**Exercise material:**

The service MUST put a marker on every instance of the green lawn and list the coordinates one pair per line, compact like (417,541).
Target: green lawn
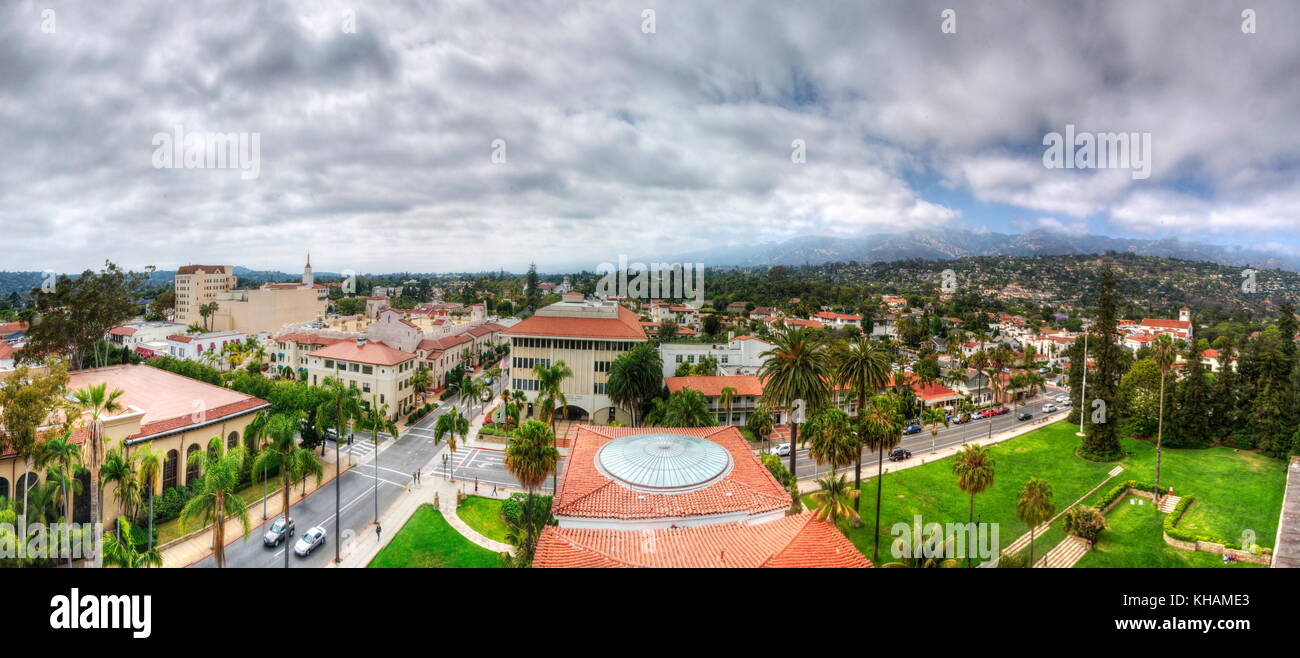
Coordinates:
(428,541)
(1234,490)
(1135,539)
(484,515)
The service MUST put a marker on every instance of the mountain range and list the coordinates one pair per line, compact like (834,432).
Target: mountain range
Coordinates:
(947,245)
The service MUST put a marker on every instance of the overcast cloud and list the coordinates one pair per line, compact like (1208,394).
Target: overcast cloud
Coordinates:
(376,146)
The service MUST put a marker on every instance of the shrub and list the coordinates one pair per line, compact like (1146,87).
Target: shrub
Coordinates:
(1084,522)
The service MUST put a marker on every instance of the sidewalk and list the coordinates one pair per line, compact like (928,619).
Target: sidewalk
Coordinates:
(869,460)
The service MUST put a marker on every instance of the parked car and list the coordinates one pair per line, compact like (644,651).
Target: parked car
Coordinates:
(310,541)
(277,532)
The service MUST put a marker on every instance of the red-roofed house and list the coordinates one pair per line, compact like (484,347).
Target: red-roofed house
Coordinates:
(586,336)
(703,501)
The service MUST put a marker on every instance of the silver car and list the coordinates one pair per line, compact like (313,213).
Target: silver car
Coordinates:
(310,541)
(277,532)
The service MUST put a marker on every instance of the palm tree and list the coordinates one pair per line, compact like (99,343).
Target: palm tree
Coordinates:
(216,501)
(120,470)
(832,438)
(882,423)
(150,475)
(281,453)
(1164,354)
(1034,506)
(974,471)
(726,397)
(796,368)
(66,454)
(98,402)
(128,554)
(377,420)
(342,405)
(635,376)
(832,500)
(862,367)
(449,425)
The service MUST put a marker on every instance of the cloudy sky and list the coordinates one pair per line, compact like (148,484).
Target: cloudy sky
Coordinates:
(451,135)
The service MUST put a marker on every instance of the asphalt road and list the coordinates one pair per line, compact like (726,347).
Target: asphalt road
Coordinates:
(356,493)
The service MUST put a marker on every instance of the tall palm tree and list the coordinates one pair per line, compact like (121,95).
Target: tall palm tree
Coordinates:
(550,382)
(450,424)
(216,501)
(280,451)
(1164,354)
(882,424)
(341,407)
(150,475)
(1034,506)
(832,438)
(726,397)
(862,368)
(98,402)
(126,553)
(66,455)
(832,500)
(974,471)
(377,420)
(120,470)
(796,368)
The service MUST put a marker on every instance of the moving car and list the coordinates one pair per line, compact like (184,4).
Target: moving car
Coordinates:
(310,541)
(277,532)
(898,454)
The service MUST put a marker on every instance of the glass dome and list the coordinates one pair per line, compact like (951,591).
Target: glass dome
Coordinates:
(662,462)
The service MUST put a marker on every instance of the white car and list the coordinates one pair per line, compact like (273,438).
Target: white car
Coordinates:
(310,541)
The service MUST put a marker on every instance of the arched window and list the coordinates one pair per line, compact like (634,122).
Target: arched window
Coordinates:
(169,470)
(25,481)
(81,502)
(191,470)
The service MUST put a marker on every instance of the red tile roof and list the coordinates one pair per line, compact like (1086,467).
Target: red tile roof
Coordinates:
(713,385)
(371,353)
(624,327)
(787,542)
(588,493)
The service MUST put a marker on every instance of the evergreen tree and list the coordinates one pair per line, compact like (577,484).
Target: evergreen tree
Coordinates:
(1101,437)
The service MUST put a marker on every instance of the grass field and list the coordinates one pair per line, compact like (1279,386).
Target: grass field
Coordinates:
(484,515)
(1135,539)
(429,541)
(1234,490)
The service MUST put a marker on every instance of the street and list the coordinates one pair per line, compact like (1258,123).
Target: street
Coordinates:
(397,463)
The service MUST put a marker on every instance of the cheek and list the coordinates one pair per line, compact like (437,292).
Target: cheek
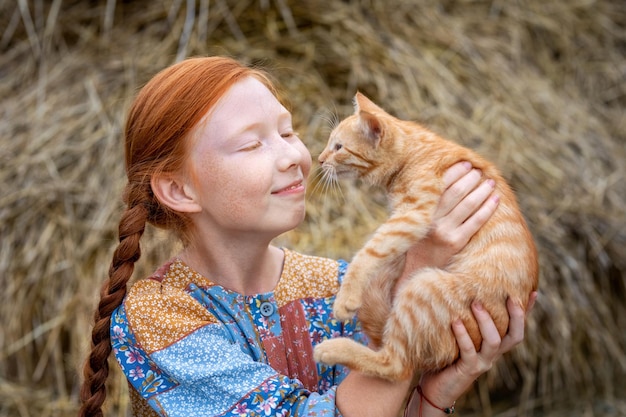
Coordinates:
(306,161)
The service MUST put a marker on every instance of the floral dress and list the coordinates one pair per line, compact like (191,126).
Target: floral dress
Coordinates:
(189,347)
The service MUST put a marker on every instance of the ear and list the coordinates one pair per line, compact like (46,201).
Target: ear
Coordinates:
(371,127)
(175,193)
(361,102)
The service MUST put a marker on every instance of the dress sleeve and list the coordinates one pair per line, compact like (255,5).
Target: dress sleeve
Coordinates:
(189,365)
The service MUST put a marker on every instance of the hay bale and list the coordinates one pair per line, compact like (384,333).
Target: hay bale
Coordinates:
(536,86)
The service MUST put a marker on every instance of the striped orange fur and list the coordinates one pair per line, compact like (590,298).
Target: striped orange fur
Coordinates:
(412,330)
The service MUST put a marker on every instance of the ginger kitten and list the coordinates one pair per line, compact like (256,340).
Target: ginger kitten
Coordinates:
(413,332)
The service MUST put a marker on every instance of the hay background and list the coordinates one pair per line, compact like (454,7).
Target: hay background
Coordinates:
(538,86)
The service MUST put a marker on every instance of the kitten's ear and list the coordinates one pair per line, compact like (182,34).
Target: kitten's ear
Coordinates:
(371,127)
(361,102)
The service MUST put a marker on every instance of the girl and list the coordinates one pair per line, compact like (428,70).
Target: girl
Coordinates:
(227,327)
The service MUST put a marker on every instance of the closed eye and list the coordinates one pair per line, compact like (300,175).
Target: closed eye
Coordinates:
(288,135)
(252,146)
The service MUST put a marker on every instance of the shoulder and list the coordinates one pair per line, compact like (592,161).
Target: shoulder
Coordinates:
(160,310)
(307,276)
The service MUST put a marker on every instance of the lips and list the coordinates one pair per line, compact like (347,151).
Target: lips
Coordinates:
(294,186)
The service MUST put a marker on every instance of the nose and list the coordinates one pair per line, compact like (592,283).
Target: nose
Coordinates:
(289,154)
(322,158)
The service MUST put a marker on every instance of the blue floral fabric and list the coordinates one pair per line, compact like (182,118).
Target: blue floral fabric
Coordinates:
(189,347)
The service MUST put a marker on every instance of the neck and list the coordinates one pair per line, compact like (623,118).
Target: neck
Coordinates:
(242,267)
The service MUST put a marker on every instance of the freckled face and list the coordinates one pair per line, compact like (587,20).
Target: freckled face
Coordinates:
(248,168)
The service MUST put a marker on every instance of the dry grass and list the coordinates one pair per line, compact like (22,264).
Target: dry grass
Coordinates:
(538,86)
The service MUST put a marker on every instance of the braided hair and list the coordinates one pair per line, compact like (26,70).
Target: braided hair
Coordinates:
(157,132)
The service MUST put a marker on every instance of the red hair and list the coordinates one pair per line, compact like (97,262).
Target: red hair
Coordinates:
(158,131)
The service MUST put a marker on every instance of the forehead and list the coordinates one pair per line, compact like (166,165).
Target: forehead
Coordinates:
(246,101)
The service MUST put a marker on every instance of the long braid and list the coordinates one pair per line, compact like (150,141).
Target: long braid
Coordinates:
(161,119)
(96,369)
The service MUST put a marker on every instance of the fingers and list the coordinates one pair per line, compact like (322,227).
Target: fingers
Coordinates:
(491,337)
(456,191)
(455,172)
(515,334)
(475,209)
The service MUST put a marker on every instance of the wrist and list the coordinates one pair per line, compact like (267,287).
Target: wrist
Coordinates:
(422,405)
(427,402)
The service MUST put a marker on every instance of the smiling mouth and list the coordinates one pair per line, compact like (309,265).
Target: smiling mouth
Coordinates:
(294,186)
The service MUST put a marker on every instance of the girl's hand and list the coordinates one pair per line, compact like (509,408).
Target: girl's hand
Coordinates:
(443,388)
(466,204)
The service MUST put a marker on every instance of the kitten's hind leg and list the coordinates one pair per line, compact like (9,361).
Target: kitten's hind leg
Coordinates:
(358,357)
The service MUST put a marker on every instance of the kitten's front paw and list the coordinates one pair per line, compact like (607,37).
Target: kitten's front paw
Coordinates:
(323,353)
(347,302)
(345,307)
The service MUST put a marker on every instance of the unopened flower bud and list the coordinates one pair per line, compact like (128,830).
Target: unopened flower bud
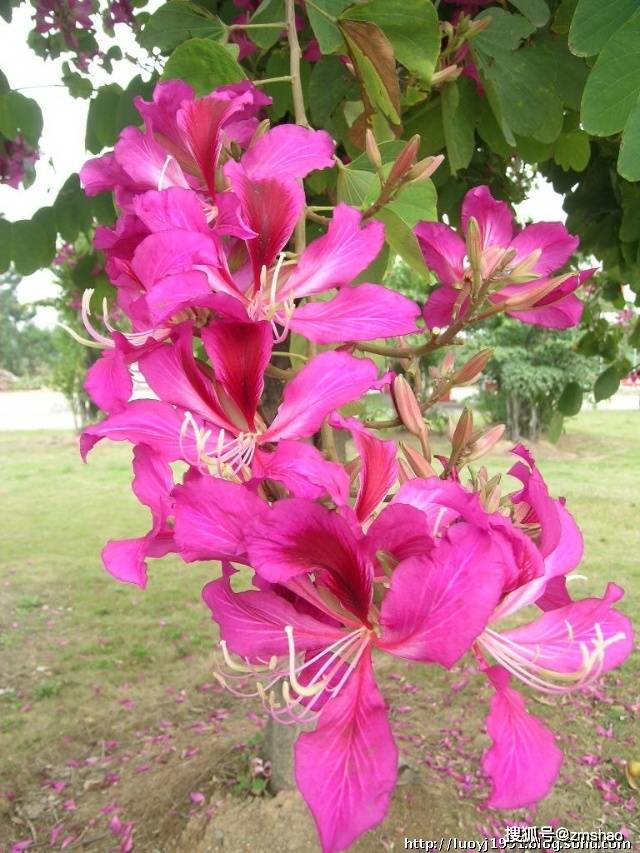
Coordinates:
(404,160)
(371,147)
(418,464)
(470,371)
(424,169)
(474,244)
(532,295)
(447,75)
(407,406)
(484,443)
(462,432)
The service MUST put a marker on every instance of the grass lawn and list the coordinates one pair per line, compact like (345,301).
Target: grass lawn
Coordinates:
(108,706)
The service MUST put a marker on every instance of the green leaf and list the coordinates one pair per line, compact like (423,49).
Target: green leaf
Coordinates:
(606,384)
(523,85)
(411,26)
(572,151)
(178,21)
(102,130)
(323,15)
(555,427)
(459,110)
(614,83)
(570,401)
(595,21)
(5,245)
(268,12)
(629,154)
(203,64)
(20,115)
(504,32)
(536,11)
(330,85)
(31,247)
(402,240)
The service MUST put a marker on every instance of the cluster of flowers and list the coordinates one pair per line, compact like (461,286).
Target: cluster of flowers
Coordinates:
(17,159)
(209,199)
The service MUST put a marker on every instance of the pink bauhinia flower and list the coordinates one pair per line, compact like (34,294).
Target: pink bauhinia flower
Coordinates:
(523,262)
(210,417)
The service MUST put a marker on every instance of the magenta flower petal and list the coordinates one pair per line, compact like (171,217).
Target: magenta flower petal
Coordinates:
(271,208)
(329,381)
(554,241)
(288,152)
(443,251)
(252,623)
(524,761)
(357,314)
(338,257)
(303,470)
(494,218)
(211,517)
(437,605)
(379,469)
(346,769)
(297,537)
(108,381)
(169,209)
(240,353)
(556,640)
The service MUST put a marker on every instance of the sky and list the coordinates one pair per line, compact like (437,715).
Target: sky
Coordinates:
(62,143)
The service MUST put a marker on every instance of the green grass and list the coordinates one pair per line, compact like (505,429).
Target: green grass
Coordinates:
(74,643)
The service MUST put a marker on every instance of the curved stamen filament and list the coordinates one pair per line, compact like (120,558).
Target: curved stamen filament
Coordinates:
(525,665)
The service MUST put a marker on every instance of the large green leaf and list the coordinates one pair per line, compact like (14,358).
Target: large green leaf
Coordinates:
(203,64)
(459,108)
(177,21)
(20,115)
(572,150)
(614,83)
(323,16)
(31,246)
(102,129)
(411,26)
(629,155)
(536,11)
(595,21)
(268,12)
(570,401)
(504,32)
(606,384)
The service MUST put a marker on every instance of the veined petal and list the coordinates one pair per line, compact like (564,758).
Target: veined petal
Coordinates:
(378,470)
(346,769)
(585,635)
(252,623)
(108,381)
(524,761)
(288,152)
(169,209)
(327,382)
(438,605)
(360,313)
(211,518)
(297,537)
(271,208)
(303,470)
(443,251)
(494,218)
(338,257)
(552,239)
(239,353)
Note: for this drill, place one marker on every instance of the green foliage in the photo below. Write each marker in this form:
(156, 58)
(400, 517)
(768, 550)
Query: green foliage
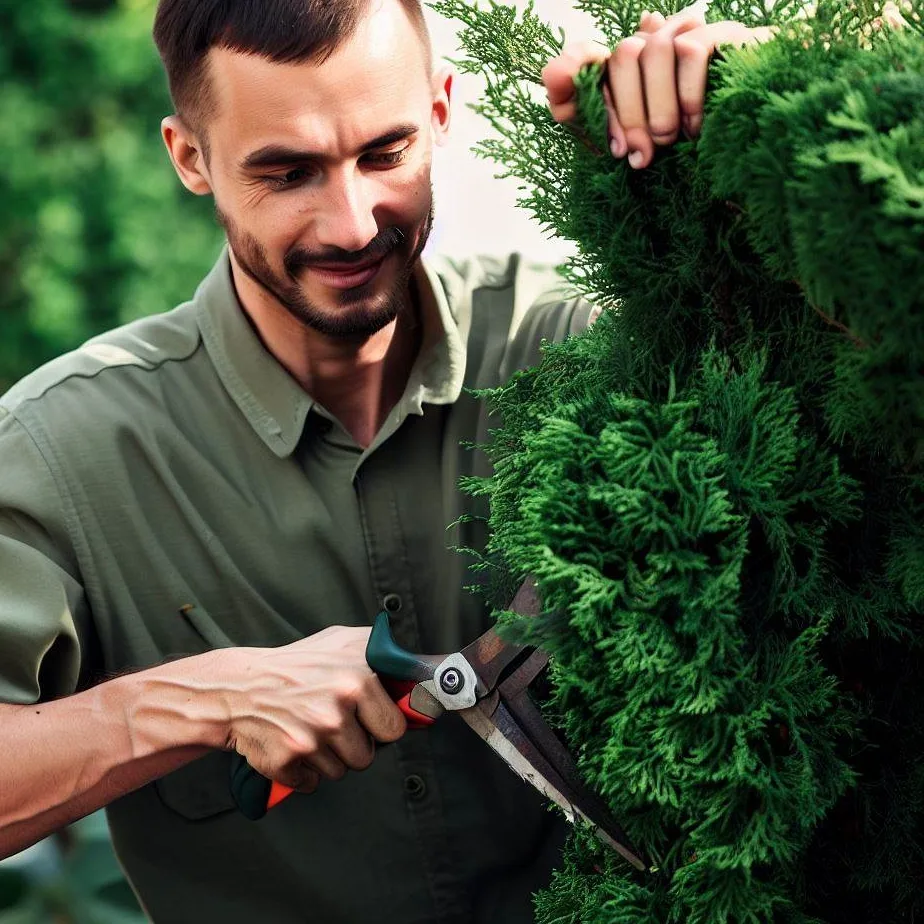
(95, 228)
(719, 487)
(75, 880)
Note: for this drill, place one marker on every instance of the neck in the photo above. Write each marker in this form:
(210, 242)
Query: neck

**Exercise:** Where in the records does the string "parked" appear? Copy every line that has it.

**Task output:**
The service MUST put a marker on every instance of the parked car and list the coordinates one pair per line, compact like (644,651).
Target: parked car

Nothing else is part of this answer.